→ WHAT THE EXERCISE ASKS
Continue the description of the integrin α11 research projects from where it stops.

→ TEXT SECTION
The group’s projects

The CCBIO projects deal with deeper knowledge on the role of integrin α11 at the molecular and cellular level in order to better understand its role in the tumor stroma.

1. The major focus has been to develop a new fibroblast specific transgenic Cre driver mouse strain where Crerecombinase is driven by 3kb of human integrin α11 promoter (ITGA11-Cre strain). Functional characterization of Cre-recombinase in this mouse strain has been determined by crossing with the Rosa 26 Cre reporter strain.

2. A second project relates to the role of integrin α11 in squamous cell carcinoma and is performed in collaboration with Ritva  Heljasvaara, University of Oulu. Dr. Heljasvaara is a member of the International Faculty.

3. A third project has just started and will be performed in collaboration with Daniela Costea. This will involve studies of integrin α11 regulation in cancer associated fibroblasts (CAFs) by mechanical stiffness and use of the Hyperion Imaging System to visualize CAF biomarkers in the tumor microenvironment (TME).

→ SOURCE MATERIAL

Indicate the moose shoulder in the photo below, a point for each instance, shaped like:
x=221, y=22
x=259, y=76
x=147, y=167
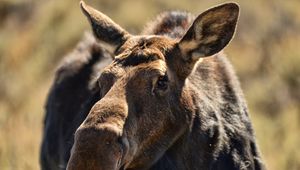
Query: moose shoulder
x=169, y=99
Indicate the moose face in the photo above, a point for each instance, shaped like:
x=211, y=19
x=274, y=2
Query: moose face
x=146, y=103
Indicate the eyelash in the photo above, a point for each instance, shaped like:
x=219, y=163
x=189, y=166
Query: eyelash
x=162, y=83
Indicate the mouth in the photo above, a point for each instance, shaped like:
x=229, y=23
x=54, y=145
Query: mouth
x=122, y=167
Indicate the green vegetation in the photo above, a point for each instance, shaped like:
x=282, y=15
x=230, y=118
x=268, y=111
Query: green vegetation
x=35, y=35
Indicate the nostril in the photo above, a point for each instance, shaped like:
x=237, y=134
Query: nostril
x=120, y=140
x=123, y=142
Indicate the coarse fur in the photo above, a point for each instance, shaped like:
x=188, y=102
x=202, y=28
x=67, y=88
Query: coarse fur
x=168, y=100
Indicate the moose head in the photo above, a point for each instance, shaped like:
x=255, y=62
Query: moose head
x=147, y=96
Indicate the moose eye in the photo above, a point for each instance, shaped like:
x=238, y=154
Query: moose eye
x=162, y=83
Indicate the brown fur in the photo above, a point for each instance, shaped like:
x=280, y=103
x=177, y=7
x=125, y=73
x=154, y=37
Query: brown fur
x=163, y=105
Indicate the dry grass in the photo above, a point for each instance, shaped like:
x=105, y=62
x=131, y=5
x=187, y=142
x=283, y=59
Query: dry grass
x=34, y=35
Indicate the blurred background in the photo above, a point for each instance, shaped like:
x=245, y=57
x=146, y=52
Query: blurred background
x=36, y=34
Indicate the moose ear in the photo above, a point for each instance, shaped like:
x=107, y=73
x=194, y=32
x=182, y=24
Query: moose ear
x=211, y=32
x=105, y=30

→ WRITTEN RESPONSE
Important results 

During 2019, the group has published one paper describing the wide distribution of α11 on CAFs in different solid tumors, and a detailed paper describing the importance of integrin α11 cytoplasmic tail for ERK-mediated α11β1 cell signaling. An extensive study, resulting from a productive and stimulating collaboration with Agnés Noël, University of Liege, on the role of α11β1 in the PyMT breast cancer model, was also published in 2019.

Plans for the future

1.With regard to the ITGA11-Cre mouse strain, the plan is to cross it with a R26R dtTomato mouse strain.

2. The mechanical strain experiments involve mutant CAFs lacking integrin α5, mutant mammary fibroblasts lacking TGFβRII, and syndecan-4-deficient MEFs. The group has observed interesting phenotypes of mutant fibroblasts cultured on surfaces of different stiffness and is in the process of re-transfecting TGFβRII and syndecan-4 to ensure the specificity of the observed effects.

3. The work to further characterize α11 antibodies continue as planned, and epitope mapping of α11 antibodies using mutant integrin α11 variants (domain swapping and deletions) expressed in HEK293 cells are ongoing.

Current challenges in the field

In basic integrin research, major questions concern a better and more detailed understanding of molecular mechanisms of integrin function as well as the nature of synergistic integrin activities in biological systems. In the fibrosis field, the challenge is to understand heterogeneity of fibroblasts and CAFs in the tumor stroma as well as the mechanisms that affect the dynamics of different fibroblast states.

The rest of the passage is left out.